> **Challenge**
Identify every line in the records below that contains the word "pole" and copy each of those lines in full.

> **Given data**
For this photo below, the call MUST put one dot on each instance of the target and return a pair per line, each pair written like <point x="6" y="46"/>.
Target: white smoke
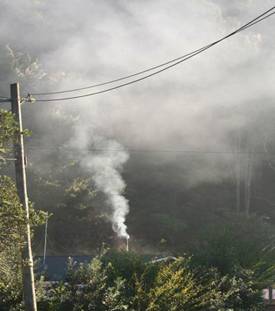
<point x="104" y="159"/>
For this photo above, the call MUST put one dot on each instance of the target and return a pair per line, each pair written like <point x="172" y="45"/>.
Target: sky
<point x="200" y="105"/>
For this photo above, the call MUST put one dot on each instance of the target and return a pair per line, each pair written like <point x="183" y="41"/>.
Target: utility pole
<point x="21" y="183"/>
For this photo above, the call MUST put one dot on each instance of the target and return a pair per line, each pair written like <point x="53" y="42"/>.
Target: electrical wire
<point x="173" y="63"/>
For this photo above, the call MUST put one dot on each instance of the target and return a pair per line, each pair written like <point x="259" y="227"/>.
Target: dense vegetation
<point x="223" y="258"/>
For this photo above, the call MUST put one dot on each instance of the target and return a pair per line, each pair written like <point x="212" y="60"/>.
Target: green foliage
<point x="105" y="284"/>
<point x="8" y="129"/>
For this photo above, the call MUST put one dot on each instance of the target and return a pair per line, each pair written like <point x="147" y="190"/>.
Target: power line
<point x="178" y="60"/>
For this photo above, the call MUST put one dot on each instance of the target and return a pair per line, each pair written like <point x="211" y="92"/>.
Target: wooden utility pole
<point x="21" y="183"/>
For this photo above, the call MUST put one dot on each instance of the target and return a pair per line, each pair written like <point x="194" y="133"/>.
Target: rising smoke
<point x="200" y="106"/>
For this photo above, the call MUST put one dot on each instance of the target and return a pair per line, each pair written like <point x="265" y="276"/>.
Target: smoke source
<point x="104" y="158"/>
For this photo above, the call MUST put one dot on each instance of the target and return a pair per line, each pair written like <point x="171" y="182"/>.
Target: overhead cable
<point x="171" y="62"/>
--
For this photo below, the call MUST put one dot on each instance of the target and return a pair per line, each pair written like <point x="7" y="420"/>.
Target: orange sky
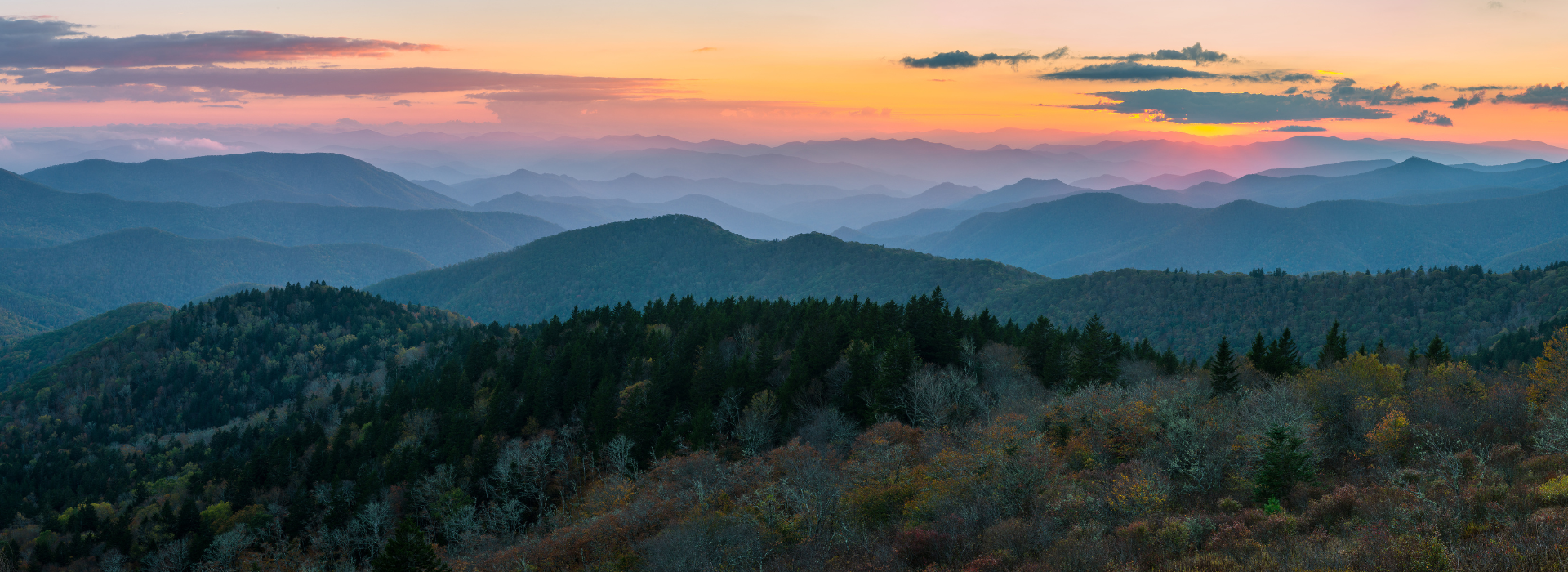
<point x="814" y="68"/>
---
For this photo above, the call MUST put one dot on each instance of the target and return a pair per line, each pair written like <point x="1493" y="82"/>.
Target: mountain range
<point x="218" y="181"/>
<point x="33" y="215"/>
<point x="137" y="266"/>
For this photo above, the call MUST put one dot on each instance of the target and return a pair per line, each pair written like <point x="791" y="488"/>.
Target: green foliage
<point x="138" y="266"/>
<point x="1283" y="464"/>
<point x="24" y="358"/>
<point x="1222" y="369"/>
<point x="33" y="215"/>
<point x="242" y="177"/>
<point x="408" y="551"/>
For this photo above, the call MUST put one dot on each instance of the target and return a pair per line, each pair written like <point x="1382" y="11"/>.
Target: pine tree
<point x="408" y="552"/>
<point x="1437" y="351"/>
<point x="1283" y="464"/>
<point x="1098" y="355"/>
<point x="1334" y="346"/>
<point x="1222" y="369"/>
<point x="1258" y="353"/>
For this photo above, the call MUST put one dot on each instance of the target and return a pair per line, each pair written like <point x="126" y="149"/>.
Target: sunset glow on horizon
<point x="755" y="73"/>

> **Output of the task**
Target: utility pole
Target: wooden utility pole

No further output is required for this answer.